(Objectives):
• A. In the passage on vocal music organizations, translate this sentence into Spanish: "Vocal Arts DC has co-presented recitals with other performance organizations, universities, and governmental institutions."
• B. Turn the paragraph beginning "The Society uses their website" in the passage on vocal music organizations into a short bulleted list that keeps its main facts.
• C. Copy the passage on vocal music organizations word for word from "Founded in 1990" to "to existing works.".

··· Selected extract

Founded in 1990 as the Vocal Arts Society, Vocal Arts DC is one of the premier presenters of classical vocal recitals. Their mission is “to present accomplished singers, often in the early stages of their careers, in a full range of repertoire.” Vocal Arts DC has co-presented recitals with other performance organizations, universities, and governmental institutions.
Society for American Art Song
The mission of the Society for American Art Song (SAAS) (www.americanartsong.org) is to educate the public about the beauty and significance of America’s classical song heritage through concerts and lectures. They promote American art song by commissioning new works and providing access to existing works.
The Society uses their website to promote American art song by serving singers, teachers and performers. The site is organized to research composer, author of the text, or song topic—humor, death, love, seasons, etc. For performers, the site provides a place to publicize past and future performances. The site gives emerging and established American composers a place to make themselves known to their key public—singers and teachers. Lastly, the site provides a place for researchers to begin learning more about American art song, and also to publish the results of their work.

······
··· Listing

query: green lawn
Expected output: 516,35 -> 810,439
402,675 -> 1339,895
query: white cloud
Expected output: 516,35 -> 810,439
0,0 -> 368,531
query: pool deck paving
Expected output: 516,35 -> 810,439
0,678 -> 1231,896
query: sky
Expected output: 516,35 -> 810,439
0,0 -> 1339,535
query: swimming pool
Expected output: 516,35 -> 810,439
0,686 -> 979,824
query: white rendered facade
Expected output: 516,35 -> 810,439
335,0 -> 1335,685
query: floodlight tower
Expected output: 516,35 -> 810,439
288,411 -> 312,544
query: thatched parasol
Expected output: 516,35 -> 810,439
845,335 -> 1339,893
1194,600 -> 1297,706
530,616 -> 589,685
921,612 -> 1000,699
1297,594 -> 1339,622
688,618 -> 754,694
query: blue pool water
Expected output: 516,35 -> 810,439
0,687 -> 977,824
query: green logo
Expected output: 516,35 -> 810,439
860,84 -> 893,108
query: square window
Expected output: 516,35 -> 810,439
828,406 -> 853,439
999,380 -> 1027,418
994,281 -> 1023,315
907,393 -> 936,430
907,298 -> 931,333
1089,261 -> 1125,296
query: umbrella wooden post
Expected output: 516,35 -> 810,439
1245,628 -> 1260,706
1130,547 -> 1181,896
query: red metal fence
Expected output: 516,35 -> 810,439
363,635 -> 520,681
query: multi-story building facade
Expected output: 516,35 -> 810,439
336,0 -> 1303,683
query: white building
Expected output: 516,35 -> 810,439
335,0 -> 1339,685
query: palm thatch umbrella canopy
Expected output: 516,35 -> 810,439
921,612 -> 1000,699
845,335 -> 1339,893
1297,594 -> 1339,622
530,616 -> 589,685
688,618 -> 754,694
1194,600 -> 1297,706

······

(Responses):
• A. Vocal Arts DC ha copresentado recitales con otras organizaciones de artes escénicas, universidades e instituciones gubernamentales.

• B.
- The Society for American Art Song's website promotes American art song by serving singers, teachers, and performers.
- Users can research songs by composer, text author, or topic, such as humor, death, love, or seasons.
- Performers can publicize past and future performances.
- Emerging and established American composers can make themselves known to singers and teachers.
- Researchers can begin learning about American art song and publish their results.

• C.
Founded in 1990 as the Vocal Arts Society, Vocal Arts DC is one of the premier presenters of classical vocal recitals. Their mission is “to present accomplished singers, often in the early stages of their careers, in a full range of repertoire.” Vocal Arts DC has co-presented recitals with other performance organizations, universities, and governmental institutions.
Society for American Art Song
The mission of the Society for American Art Song (SAAS) (www.americanartsong.org) is to educate the public about the beauty and significance of America’s classical song heritage through concerts and lectures. They promote American art song by commissioning new works and providing access to existing works.